The expected output is every record below, transcribed exactly, with the pictures left out.
[Data to process — start]
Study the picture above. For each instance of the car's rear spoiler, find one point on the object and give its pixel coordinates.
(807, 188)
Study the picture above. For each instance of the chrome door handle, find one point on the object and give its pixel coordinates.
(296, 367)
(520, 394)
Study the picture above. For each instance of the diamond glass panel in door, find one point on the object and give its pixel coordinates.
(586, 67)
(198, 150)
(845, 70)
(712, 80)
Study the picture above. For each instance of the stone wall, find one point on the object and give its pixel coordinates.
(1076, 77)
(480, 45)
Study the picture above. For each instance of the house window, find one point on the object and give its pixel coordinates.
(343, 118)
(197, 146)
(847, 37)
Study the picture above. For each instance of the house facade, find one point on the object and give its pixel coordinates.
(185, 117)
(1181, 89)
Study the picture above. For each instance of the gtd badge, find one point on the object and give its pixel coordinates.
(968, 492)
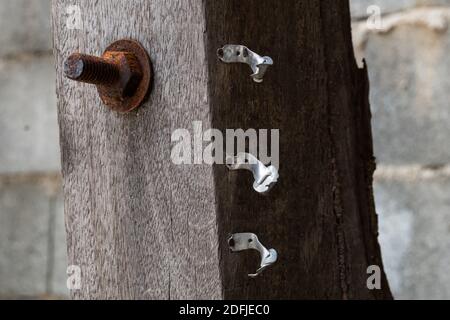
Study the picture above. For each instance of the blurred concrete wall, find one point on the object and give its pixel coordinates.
(409, 66)
(408, 56)
(32, 240)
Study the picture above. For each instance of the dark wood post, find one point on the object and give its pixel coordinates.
(141, 227)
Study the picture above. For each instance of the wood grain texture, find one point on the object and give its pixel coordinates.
(143, 228)
(320, 216)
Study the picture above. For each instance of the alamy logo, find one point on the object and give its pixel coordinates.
(374, 280)
(74, 278)
(215, 147)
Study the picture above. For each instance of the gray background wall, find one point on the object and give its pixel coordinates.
(410, 89)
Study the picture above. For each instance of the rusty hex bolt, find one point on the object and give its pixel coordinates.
(122, 75)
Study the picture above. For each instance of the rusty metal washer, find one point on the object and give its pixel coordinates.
(123, 74)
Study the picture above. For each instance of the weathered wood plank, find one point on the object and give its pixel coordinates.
(138, 226)
(141, 227)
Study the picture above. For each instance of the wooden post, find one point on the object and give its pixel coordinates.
(140, 227)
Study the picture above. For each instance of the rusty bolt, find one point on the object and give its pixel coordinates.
(122, 75)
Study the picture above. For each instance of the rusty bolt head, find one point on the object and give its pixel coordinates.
(122, 75)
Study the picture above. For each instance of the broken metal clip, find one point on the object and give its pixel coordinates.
(249, 241)
(265, 177)
(240, 54)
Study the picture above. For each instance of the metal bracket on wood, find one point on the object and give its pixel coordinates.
(249, 241)
(265, 177)
(240, 54)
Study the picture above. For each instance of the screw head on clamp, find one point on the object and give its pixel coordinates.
(123, 74)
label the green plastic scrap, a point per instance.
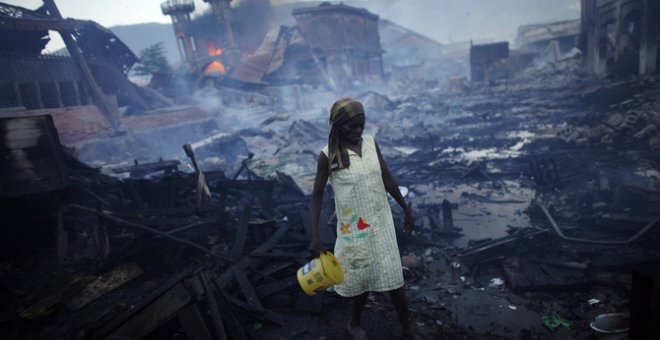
(552, 322)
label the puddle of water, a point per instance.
(649, 173)
(483, 211)
(406, 150)
(481, 154)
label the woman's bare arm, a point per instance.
(320, 180)
(393, 189)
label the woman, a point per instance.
(366, 240)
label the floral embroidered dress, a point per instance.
(366, 241)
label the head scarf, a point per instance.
(342, 110)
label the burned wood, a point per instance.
(141, 170)
(248, 291)
(213, 307)
(482, 252)
(631, 239)
(192, 322)
(150, 230)
(242, 231)
(202, 186)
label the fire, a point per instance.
(213, 51)
(215, 68)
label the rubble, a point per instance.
(536, 198)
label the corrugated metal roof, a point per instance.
(31, 158)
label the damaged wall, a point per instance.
(620, 36)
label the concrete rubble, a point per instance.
(536, 197)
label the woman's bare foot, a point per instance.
(356, 332)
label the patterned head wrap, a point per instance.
(342, 110)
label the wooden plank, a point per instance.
(25, 188)
(105, 283)
(248, 291)
(25, 164)
(241, 232)
(31, 153)
(193, 323)
(213, 308)
(28, 175)
(272, 268)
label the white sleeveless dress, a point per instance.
(366, 241)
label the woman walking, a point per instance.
(366, 243)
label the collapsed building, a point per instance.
(530, 207)
(555, 38)
(337, 46)
(621, 37)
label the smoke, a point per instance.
(451, 21)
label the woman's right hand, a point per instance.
(315, 247)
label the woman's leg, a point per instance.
(355, 324)
(401, 305)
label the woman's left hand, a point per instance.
(409, 223)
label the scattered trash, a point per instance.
(496, 282)
(611, 323)
(553, 322)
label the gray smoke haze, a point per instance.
(450, 21)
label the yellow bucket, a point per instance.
(320, 273)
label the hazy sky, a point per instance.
(446, 21)
(107, 12)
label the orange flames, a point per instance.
(215, 68)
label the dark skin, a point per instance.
(351, 138)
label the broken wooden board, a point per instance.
(105, 283)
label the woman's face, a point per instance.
(351, 131)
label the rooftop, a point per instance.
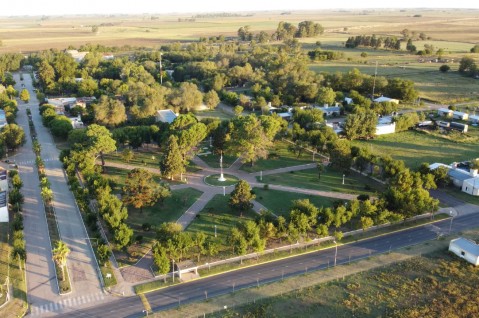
(467, 245)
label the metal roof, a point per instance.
(466, 245)
(459, 174)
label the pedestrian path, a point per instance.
(60, 306)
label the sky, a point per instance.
(62, 7)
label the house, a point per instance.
(471, 186)
(165, 116)
(459, 127)
(460, 115)
(3, 119)
(465, 249)
(77, 56)
(445, 112)
(474, 119)
(383, 129)
(76, 122)
(384, 99)
(330, 110)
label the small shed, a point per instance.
(445, 112)
(460, 115)
(474, 119)
(465, 249)
(165, 116)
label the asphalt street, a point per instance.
(221, 284)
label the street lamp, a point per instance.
(161, 70)
(452, 218)
(335, 253)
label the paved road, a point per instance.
(81, 263)
(247, 277)
(41, 283)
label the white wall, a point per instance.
(473, 259)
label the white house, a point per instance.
(460, 115)
(330, 110)
(474, 119)
(465, 249)
(445, 112)
(165, 116)
(383, 129)
(384, 99)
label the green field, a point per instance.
(169, 211)
(217, 212)
(279, 202)
(415, 148)
(331, 180)
(279, 157)
(433, 285)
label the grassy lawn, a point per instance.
(432, 283)
(217, 212)
(279, 202)
(279, 157)
(118, 177)
(415, 148)
(168, 211)
(144, 158)
(331, 180)
(216, 113)
(213, 160)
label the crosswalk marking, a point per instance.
(53, 307)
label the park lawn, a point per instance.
(148, 158)
(213, 160)
(280, 202)
(169, 211)
(215, 113)
(217, 212)
(425, 282)
(331, 180)
(279, 157)
(415, 148)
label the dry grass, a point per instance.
(339, 273)
(24, 34)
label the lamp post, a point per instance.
(335, 253)
(161, 70)
(452, 218)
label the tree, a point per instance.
(13, 135)
(109, 112)
(24, 95)
(161, 260)
(467, 66)
(60, 254)
(127, 154)
(326, 95)
(173, 163)
(211, 99)
(104, 253)
(141, 190)
(241, 197)
(123, 235)
(444, 68)
(60, 126)
(248, 139)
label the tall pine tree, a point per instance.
(173, 163)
[Data to process — finish]
Exercise output →
Study the picture above. For each instance of the car's rear spoiler, find one point on the object and give its pixel coordinates.
(807, 188)
Study the picture above. For each instance of the chrome door handle, find one point on the object and give its pixel coordinates.
(296, 367)
(520, 394)
Study the picture above. For each instance of the diamond glass panel in door, find one point on the object and give its pixel coordinates.
(586, 67)
(198, 150)
(845, 70)
(712, 80)
Study the picture above. For each instance of the stone wall, find one point on the object and give its pixel coordinates.
(1076, 77)
(480, 45)
Study the picture above. For each instance of the house window, find one point on the object and give its pixel coordinates.
(343, 118)
(197, 146)
(847, 37)
Study the picture above. For each instance of the house facade, find one point on the object and give its pixel coordinates.
(185, 117)
(1181, 89)
Study the picture above. For each instance of the gtd badge, find one point on the object and give its pixel coordinates.
(968, 492)
Study the picture above. For each instance of the blurred concrete wall, find one point on the object and give its pixel coordinates.
(409, 66)
(408, 56)
(32, 240)
Study the picture above. For each instance of the dark wood post, find one point on the object and give its pixel coordinates.
(141, 227)
Study the picture above. For each instance of the wood grain texture, find one point on the object and give its pixel coordinates.
(143, 228)
(320, 216)
Study the picture above. For each instance of the alamy logo, find one point on the object and give its pixel coordinates.
(374, 280)
(74, 278)
(215, 147)
Study the picture above. For each instance of the gray background wall, find one point on the object and give its pixel coordinates.
(410, 89)
Study the picture above. For each instance of the rusty hex bolt, find one point on the object and give its pixel coordinates.
(122, 75)
Study the picture above. For each instance of the rusty metal washer, find one point on the object and give its pixel coordinates.
(123, 74)
Study the picture above. For each instance of the weathered wood plank, find one point on the object and give its pixel coordinates.
(138, 226)
(141, 227)
Study the picture above. For each instance of the wooden post, find one point on the object and give its pixel coordinates.
(140, 227)
Study the picture above. For each instance of the rusty bolt, find one point on the object and give its pixel coordinates.
(122, 75)
Study the picture above. For each instance of the rusty bolt head, find one point on the object and give its pixel coordinates.
(122, 75)
Study the picture above. For each instance of the broken metal clip, find one point on the object and give its pixel coordinates.
(249, 241)
(265, 177)
(240, 54)
Study the picture above. For each instance of the metal bracket on wood, find one point on the object and give its pixel coordinates.
(249, 241)
(265, 177)
(240, 54)
Study the picture above. For each instance of the screw head on clamp, find one point on the object and give its pixel coordinates.
(123, 74)
label the green plastic scrap, a point per instance.
(552, 322)
label the puddle of water, a point per instance.
(649, 173)
(483, 211)
(406, 150)
(481, 154)
label the woman's bare arm, a point per instance.
(320, 180)
(393, 189)
label the woman, a point per instance.
(366, 240)
label the floral embroidered dress, a point per instance.
(366, 241)
label the head scarf, a point per instance.
(342, 110)
label the burned wood, a point per instance.
(141, 170)
(248, 291)
(213, 307)
(482, 252)
(631, 239)
(192, 322)
(150, 230)
(242, 231)
(202, 186)
label the fire, a point per instance.
(213, 51)
(215, 68)
label the rubble, a point per instance.
(536, 198)
label the corrugated metal roof, a point per instance.
(31, 158)
label the damaged wall, a point per instance.
(620, 36)
label the concrete rubble, a point per instance.
(536, 197)
label the woman's bare foot, a point per instance.
(356, 332)
label the patterned head wrap, a point per instance.
(342, 110)
label the wooden plank, a point per instance.
(25, 188)
(105, 283)
(248, 291)
(25, 164)
(241, 232)
(31, 153)
(193, 323)
(213, 308)
(28, 175)
(272, 268)
label the white sleeveless dress, a point per instance.
(366, 241)
label the woman walking, a point per instance.
(366, 243)
label the collapsed building, a point per instance.
(530, 207)
(555, 38)
(337, 46)
(621, 37)
label the smoke, a point per instance.
(451, 21)
label the woman's right hand, a point per instance.
(315, 247)
label the woman's leg, a point per instance.
(355, 324)
(401, 305)
label the woman's left hand, a point per instance.
(409, 223)
label the scattered trash, a point per instance.
(496, 282)
(611, 323)
(553, 322)
label the gray smoke haze, a point per instance.
(450, 21)
label the yellow bucket, a point per instance.
(320, 273)
label the hazy sky, a point per instance.
(446, 21)
(107, 12)
label the orange flames, a point per instance.
(215, 68)
label the dark skin, a point per instance.
(351, 138)
label the broken wooden board, a point per instance.
(105, 283)
label the woman's face, a point per instance.
(351, 131)
label the rooftop, a point per instance.
(467, 245)
label the metal roof, a point per instance.
(466, 245)
(459, 174)
label the pedestrian path, a point per instance.
(60, 306)
label the sky, a point per instance.
(62, 7)
label the house, a point per instance.
(471, 186)
(165, 116)
(459, 127)
(460, 115)
(3, 119)
(465, 249)
(77, 56)
(445, 112)
(474, 119)
(383, 129)
(76, 122)
(384, 99)
(330, 110)
label the small shed, a point per instance.
(445, 112)
(460, 115)
(474, 119)
(465, 249)
(165, 116)
label the asphalt street, a point per instance.
(221, 284)
label the street lamp, a point per instance.
(161, 70)
(452, 218)
(335, 253)
label the paved road, a point per instance.
(81, 263)
(247, 277)
(41, 283)
label the white wall, a point per instance.
(473, 259)
label the white house, a point per instance.
(460, 115)
(330, 110)
(474, 119)
(465, 249)
(445, 112)
(165, 116)
(383, 129)
(384, 99)
label the green field, a point per instance.
(169, 211)
(217, 212)
(279, 202)
(415, 148)
(331, 180)
(279, 157)
(433, 285)
label the grassy lawn, a point per instance.
(432, 283)
(217, 212)
(279, 202)
(279, 157)
(118, 177)
(415, 148)
(168, 211)
(144, 158)
(331, 180)
(216, 113)
(213, 160)
label the crosswalk marking, a point per instance.
(53, 307)
label the park lawn, a point per instance.
(148, 158)
(213, 160)
(280, 202)
(169, 211)
(215, 113)
(217, 212)
(425, 282)
(331, 180)
(279, 157)
(415, 148)
label the dry grass, a point per instance.
(339, 273)
(24, 34)
label the lamp post, a point per instance.
(335, 253)
(161, 70)
(452, 218)
label the tree, a point per instance.
(13, 135)
(109, 112)
(24, 95)
(161, 260)
(467, 66)
(60, 254)
(127, 154)
(326, 95)
(173, 163)
(211, 99)
(104, 253)
(141, 190)
(241, 197)
(123, 235)
(444, 68)
(60, 126)
(248, 139)
label the tall pine tree, a point per instance.
(173, 163)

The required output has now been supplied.